# Task:
Lay out the lines of the records as a JSON list of strings, one string per line and blank lines omitted, starting with the line that contains "[indicate] the man's bare" and running through the end of the records, inclusive.

# Task data:
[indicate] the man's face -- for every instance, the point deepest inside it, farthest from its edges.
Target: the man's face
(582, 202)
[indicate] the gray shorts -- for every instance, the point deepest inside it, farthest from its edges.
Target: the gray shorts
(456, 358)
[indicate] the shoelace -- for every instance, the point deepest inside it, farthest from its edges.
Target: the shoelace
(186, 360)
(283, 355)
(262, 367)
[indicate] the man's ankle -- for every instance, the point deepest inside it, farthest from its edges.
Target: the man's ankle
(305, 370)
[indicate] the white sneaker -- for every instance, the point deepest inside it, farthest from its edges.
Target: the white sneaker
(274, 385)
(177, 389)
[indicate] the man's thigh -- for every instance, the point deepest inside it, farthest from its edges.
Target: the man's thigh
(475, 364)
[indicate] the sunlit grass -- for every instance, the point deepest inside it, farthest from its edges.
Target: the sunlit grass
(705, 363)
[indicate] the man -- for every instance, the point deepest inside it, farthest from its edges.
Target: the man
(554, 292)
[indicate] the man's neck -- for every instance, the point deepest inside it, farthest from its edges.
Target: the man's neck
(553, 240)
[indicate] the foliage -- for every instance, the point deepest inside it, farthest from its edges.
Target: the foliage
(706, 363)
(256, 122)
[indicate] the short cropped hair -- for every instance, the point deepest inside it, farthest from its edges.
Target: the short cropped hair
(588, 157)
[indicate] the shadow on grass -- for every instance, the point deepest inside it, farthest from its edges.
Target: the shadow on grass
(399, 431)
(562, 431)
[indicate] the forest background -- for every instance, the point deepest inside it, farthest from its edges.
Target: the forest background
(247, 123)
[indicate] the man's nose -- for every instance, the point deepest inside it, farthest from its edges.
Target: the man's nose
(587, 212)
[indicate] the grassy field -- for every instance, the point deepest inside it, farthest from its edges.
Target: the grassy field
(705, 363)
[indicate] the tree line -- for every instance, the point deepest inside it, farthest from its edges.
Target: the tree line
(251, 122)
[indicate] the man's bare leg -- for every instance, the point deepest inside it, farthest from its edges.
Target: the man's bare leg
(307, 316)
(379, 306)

# Full solution:
[
  "[indicate] the man's bare leg -- for every instance, the point deepest inside it, farthest from its edges.",
  "Target: the man's bare leg",
  "(307, 316)",
  "(379, 306)"
]